(Dataset entries)

=== Section Start ===

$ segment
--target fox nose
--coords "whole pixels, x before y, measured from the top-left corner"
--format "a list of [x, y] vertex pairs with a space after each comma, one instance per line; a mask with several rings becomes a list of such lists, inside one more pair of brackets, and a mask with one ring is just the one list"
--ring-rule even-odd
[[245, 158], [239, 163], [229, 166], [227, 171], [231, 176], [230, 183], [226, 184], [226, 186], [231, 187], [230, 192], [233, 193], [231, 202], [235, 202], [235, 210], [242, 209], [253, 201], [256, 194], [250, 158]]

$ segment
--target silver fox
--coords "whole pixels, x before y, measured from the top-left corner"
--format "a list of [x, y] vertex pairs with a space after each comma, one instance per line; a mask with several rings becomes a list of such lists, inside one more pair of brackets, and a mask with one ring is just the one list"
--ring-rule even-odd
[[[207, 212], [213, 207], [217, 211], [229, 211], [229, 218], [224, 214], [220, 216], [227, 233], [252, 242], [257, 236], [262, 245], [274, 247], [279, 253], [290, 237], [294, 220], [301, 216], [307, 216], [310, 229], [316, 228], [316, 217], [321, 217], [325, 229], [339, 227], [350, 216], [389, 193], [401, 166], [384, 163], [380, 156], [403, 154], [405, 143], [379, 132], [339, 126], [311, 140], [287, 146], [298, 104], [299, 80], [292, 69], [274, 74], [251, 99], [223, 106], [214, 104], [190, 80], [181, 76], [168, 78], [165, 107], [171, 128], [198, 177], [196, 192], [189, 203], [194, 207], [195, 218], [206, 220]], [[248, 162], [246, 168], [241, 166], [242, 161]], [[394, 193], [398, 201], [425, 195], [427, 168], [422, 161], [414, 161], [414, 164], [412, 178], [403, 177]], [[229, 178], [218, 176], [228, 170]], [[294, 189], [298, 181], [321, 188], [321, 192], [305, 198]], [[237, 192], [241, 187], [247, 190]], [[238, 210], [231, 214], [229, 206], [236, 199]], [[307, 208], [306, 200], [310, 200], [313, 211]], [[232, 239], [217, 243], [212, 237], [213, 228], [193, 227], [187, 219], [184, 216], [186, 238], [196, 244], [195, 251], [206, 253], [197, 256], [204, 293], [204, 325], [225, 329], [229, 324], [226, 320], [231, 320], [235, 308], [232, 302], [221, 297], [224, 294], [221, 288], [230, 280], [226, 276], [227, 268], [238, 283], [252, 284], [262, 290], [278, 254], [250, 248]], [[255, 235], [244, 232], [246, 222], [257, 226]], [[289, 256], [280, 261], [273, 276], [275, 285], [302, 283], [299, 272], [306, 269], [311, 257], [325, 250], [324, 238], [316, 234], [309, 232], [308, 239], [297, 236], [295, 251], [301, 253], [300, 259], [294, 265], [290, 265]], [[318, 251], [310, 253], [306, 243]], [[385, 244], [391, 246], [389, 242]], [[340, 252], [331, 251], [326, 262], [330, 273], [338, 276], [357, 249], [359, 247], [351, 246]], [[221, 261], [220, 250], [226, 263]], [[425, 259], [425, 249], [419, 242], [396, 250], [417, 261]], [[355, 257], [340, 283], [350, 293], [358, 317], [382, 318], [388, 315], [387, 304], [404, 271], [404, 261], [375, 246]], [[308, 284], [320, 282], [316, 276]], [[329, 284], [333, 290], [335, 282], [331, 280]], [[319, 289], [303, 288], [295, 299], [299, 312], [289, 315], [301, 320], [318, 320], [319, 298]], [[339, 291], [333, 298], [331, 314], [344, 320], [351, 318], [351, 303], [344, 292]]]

=== Section End ===

Task item:
Print every entry exactly.

Exercise output:
$ segment
--target fox nose
--coords "whole pixels, x before y, measured from the top-left corner"
--format "a list of [x, y] vertex pairs with a space after each comma, one instance per line; a mask with several rings becomes a list of such lists, inside one more pair of brackets, and a mask with one ring is just the one list"
--ring-rule even-odd
[[245, 158], [239, 163], [229, 166], [227, 171], [231, 176], [230, 183], [226, 184], [226, 186], [231, 187], [230, 192], [233, 193], [231, 202], [235, 202], [235, 210], [242, 209], [253, 201], [256, 194], [250, 158]]

$ segment
--target silver fox
--coords "whole pixels, x before y, measured from the top-left corner"
--format "a list of [x, y] vertex pairs with a space after each comma, one instance per line; a mask with several rings becomes a list of such lists, inside one more pair of brackets, and a mask with one ring is just the one list"
--ring-rule even-odd
[[[207, 212], [213, 207], [217, 211], [229, 211], [229, 218], [224, 214], [220, 216], [227, 233], [252, 242], [257, 236], [262, 245], [274, 247], [279, 253], [290, 237], [294, 220], [301, 216], [307, 216], [310, 229], [316, 228], [316, 217], [321, 217], [325, 229], [339, 227], [350, 216], [389, 193], [401, 166], [384, 163], [380, 156], [403, 154], [405, 143], [379, 132], [339, 126], [311, 140], [287, 146], [298, 104], [299, 80], [292, 69], [274, 74], [251, 99], [223, 106], [214, 104], [190, 80], [181, 76], [168, 78], [165, 107], [171, 128], [198, 177], [196, 192], [189, 203], [194, 207], [195, 218], [206, 220]], [[248, 162], [246, 168], [241, 166], [242, 161]], [[394, 193], [398, 201], [425, 195], [427, 168], [422, 161], [414, 161], [414, 164], [412, 178], [403, 177]], [[229, 178], [218, 176], [228, 170]], [[294, 189], [298, 181], [321, 188], [321, 192], [305, 198]], [[237, 192], [241, 187], [247, 190]], [[238, 210], [231, 214], [229, 206], [236, 199]], [[307, 208], [306, 200], [310, 200], [313, 211]], [[232, 239], [217, 243], [212, 237], [213, 228], [193, 227], [187, 219], [184, 216], [186, 238], [196, 244], [195, 251], [206, 253], [197, 256], [204, 293], [204, 325], [225, 329], [229, 324], [226, 320], [231, 320], [235, 308], [232, 302], [221, 297], [224, 294], [221, 288], [230, 280], [226, 276], [227, 268], [238, 283], [252, 284], [262, 290], [278, 254], [250, 248]], [[255, 235], [244, 232], [246, 222], [257, 226]], [[289, 256], [280, 261], [273, 276], [275, 285], [302, 283], [299, 272], [306, 269], [311, 257], [325, 250], [324, 238], [316, 234], [309, 232], [308, 239], [297, 236], [295, 251], [301, 253], [300, 259], [294, 265], [290, 265]], [[318, 251], [310, 253], [306, 243]], [[385, 244], [391, 246], [389, 242]], [[340, 252], [331, 251], [326, 262], [330, 273], [338, 276], [357, 249], [359, 247], [351, 246]], [[221, 261], [220, 250], [226, 263]], [[425, 259], [425, 249], [419, 242], [396, 250], [417, 261]], [[355, 257], [340, 283], [350, 293], [358, 317], [382, 318], [388, 315], [387, 304], [404, 271], [404, 261], [375, 246]], [[308, 284], [320, 282], [316, 276]], [[329, 284], [333, 290], [335, 282], [331, 280]], [[319, 289], [303, 288], [295, 299], [299, 312], [289, 315], [301, 320], [318, 320], [319, 298]], [[339, 291], [333, 298], [331, 314], [344, 320], [351, 318], [351, 303], [344, 292]]]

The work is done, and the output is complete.